Le Cohen, descendant d’Aharon, a hérité de ses qualités spirituelles. Aharon était réputé pour son caractère aimant. En fait, le nom hébreu «Aharon» est l’abréviation de deux mots : Ahavah Rabbah («un grand amour). Aharon aimait D.ieu et aimait son peuple. Quand il priait pour Israël, il faisait refléter les deux objets de son amour. D’une part, il pensait au peuple et à ses besoins et de l’autre, il pensait à l’amour de D.ieu pour le peuple et à Son plaisir de les exaucer.
Aharon priait de tout son être, en toute sincérité, dans une dévotion et un amour absolus. Sa ferveur aimante éveillait, à son tour, l’amour de D.ieu. D.ieu l’écoutait avec attention et disait : «Tu désires Me contenter et Je désire Te contenter».
Le Cohen, qui hérite cette qualité d’Aharon, est investi de l’aptitude d’en user de la même façon.

§ DONNÉES FOURNIES
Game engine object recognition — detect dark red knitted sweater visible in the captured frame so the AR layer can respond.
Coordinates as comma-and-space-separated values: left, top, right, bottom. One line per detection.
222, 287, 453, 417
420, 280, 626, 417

§ LES CONSIGNES
(1) D'après le texte sur Aharon et le Cohen, de quels deux mots le nom hébreu « Aharon » est-il l'abréviation ?
(2) Poursuivez le texte sur Aharon et le Cohen juste après sa dernière phrase.

§ RÉPONSES DANS L'ORDRE
(1) Ahavah Rabbah, c'est-à-dire « un grand amour ».

(2)
Les paumes tendues
Cela explique pourquoi le Cohen étend ses paumes vers l’extérieur, vers la communauté plutôt que d’adopter la posture habituelle de la prière, les mains tendues vers le haut, vers D.ieu. Avec sa paume, le Cohen forme un réceptacle dans lequel D.ieu déverse Sa bénédiction. Une paume tendue vers le haut forme un réceptacle pour nous-mêmes, dans lequel par la suite nous étancherons notre soif. Une paume tendue vers l’extérieur forme un canal par lequel D.ieu déverse Ses bénédictions aux autres.
Le Cohen, en cet instant, ne supplie pas mais il est un conduit. Il ne prie pas pour nous satisfaire mais pour satisfaire D.ieu. Il ne demande pas pour que nous puissions obtenir mais pour que D.ieu puisse donner. Et c’est cette manière de demander que D.ieu aime le plus. Elle suscite une réponse d’En Haut accélérée et qui passe par-dessus tous et par-dessus tous les obstacles.

Par amour
C’est la raison pour laquelle le Cohen introduit sa bénédiction par les mots : «pour bénir Son peuple d’Israël avec amour». Il évoque l’amour qui unit D.ieu et le Peuple Juif. Mais il parle également de l’amour entre les Juifs eux-mêmes, car lorsque les enfants de D.ieu sont unis, le réceptacle est entier et accomplit parfaitement sa fonction.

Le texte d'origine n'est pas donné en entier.